(EXERCISE DIRECTIONS):
Pull out every line of the listing below that contains the string "strap".

════════════════════

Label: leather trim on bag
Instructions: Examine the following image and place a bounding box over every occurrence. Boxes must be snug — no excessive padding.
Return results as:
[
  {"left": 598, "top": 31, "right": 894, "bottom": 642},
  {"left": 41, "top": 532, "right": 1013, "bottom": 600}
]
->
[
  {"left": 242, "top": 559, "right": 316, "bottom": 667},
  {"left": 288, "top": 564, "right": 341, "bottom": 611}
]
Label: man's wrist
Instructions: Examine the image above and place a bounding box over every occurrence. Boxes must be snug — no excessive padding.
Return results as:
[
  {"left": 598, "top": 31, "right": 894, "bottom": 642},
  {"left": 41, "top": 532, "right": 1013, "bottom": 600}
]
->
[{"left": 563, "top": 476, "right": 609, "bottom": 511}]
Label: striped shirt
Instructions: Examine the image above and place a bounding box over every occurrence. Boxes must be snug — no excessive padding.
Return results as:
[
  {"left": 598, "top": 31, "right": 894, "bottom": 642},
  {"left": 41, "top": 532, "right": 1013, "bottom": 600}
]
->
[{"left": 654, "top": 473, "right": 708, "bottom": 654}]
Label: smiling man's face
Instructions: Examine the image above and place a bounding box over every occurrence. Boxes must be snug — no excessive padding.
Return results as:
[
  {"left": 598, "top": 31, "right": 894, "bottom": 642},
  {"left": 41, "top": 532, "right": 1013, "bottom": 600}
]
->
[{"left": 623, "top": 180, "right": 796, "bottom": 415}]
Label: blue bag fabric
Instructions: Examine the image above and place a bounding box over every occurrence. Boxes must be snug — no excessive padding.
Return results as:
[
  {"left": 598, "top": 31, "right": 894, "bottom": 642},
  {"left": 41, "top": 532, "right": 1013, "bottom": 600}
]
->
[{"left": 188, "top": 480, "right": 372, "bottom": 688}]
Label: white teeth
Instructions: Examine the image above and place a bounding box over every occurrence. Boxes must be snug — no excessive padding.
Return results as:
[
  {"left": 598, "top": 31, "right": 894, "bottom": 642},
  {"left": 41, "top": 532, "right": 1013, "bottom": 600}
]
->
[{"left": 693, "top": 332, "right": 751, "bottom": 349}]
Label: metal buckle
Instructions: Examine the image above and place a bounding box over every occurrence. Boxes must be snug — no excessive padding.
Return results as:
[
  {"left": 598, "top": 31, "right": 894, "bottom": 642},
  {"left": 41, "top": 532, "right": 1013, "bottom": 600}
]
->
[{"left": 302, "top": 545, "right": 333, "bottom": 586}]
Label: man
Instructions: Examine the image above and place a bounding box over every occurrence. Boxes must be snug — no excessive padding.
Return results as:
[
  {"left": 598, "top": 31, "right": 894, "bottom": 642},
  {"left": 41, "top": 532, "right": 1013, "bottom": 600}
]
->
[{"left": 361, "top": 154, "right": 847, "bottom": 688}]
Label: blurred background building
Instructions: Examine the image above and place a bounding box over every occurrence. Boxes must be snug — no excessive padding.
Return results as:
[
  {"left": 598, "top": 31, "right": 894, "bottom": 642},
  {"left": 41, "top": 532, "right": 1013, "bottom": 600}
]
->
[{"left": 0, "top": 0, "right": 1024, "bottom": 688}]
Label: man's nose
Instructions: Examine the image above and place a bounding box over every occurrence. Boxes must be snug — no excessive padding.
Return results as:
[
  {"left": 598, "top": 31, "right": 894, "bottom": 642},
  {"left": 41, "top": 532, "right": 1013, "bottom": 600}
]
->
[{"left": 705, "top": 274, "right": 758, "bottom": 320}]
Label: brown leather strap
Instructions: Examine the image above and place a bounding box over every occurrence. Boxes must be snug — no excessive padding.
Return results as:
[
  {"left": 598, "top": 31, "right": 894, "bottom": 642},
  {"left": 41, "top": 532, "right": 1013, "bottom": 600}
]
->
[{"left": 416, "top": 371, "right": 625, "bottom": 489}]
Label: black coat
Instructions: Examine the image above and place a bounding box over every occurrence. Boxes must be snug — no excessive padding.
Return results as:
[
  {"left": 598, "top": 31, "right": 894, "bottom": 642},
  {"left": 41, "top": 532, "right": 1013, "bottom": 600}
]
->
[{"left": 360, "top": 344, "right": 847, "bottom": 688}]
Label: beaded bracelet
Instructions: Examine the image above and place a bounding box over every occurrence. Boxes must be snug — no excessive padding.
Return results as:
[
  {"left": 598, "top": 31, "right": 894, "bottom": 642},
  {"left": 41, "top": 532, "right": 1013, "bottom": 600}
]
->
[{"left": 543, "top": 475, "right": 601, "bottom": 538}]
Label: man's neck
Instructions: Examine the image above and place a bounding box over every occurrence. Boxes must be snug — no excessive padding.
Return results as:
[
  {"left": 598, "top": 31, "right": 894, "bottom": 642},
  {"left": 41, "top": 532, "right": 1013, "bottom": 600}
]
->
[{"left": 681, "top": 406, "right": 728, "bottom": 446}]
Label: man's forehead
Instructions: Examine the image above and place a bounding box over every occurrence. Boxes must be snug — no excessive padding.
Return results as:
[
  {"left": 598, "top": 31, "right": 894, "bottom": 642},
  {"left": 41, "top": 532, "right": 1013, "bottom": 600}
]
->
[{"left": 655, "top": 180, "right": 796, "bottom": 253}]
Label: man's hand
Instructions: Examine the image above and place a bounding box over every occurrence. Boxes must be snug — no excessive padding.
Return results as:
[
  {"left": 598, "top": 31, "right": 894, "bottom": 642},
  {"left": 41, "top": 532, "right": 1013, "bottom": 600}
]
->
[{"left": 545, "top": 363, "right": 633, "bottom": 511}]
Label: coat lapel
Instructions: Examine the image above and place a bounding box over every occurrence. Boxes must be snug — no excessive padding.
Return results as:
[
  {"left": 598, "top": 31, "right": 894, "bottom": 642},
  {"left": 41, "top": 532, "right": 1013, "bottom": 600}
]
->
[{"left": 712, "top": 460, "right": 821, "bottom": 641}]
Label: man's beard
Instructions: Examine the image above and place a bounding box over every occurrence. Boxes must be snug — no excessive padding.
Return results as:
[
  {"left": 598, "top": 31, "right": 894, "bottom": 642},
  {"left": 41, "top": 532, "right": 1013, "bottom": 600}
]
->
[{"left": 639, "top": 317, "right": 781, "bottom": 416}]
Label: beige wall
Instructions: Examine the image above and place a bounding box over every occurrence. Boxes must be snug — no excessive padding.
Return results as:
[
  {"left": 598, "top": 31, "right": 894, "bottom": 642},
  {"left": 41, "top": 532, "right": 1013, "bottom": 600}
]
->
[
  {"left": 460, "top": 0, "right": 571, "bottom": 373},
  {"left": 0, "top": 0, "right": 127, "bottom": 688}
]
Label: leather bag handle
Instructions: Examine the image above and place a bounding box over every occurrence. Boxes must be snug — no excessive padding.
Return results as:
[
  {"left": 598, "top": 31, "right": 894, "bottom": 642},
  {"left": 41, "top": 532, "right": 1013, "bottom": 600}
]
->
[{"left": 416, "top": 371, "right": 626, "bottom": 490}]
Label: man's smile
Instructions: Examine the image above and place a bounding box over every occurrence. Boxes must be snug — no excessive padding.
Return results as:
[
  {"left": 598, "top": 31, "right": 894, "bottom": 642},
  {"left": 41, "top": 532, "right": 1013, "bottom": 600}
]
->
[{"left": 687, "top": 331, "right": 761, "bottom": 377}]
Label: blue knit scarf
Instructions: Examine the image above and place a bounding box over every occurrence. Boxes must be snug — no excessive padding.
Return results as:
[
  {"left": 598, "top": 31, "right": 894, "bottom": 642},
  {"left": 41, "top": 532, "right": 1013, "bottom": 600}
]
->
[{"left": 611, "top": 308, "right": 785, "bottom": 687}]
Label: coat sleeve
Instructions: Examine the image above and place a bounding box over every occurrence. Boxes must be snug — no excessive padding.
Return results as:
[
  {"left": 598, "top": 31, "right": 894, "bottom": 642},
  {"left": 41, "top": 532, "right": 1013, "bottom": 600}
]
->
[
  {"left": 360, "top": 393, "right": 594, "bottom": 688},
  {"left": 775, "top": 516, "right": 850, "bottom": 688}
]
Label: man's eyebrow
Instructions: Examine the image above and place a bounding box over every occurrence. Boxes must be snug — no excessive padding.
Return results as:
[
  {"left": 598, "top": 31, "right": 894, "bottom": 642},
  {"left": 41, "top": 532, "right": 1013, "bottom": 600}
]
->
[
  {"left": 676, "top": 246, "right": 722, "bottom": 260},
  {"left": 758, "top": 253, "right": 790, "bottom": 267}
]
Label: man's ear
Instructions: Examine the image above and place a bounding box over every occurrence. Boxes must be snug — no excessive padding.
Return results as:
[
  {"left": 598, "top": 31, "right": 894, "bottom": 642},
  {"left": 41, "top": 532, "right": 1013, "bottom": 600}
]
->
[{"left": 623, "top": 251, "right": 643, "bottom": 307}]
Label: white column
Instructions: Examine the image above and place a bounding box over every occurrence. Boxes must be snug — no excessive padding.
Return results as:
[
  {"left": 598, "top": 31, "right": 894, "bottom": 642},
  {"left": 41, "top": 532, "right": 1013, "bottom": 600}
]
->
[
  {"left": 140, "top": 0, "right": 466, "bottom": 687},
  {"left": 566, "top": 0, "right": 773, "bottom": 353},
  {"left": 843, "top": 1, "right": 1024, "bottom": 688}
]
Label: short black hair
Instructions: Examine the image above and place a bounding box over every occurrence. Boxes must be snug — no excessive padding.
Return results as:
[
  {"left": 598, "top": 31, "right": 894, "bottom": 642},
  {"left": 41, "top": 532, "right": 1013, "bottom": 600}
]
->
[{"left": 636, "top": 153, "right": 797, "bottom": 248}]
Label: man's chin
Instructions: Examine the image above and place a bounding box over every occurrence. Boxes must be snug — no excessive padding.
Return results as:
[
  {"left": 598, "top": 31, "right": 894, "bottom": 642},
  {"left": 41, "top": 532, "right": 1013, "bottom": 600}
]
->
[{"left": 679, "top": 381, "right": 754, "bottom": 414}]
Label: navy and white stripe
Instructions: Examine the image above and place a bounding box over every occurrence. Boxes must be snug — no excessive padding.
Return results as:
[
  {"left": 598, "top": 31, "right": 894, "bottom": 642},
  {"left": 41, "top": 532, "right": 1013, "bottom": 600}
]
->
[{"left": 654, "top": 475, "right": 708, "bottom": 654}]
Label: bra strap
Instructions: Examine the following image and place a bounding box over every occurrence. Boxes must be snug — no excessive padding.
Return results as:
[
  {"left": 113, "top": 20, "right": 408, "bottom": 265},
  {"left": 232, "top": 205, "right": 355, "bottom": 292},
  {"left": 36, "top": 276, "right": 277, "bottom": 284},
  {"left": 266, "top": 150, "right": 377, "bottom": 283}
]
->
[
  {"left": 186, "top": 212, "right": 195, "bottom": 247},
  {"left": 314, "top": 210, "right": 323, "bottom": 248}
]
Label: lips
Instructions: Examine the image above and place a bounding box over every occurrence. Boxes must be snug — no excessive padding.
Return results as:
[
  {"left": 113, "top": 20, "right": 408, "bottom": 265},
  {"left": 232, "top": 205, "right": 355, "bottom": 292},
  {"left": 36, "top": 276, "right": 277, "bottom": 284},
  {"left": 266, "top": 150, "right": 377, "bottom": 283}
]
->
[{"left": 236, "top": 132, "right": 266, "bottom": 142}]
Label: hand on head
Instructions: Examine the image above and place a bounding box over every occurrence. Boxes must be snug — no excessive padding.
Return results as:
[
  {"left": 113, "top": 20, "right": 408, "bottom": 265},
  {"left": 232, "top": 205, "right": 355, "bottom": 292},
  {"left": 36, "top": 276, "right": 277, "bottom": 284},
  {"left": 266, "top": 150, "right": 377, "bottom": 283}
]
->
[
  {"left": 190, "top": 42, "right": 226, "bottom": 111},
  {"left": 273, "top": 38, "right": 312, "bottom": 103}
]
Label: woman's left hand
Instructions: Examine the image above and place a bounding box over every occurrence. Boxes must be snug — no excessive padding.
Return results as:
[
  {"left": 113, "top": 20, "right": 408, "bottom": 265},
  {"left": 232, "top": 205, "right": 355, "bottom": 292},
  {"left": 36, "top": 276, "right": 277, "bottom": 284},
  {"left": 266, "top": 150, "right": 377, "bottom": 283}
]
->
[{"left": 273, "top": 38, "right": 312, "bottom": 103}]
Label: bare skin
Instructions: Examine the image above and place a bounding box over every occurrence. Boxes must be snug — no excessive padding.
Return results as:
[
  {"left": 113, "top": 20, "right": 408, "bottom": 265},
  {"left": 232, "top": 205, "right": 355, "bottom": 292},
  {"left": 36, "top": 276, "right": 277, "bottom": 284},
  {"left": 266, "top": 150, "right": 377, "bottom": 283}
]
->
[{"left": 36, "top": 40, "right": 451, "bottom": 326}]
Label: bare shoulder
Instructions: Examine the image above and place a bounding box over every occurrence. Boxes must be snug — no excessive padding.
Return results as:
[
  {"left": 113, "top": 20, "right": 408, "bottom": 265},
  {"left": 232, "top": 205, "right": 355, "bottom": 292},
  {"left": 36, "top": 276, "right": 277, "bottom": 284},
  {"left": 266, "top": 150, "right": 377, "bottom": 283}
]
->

════════════════════

(EXERCISE ANSWER):
Label: brown leather strap
Label: bra strap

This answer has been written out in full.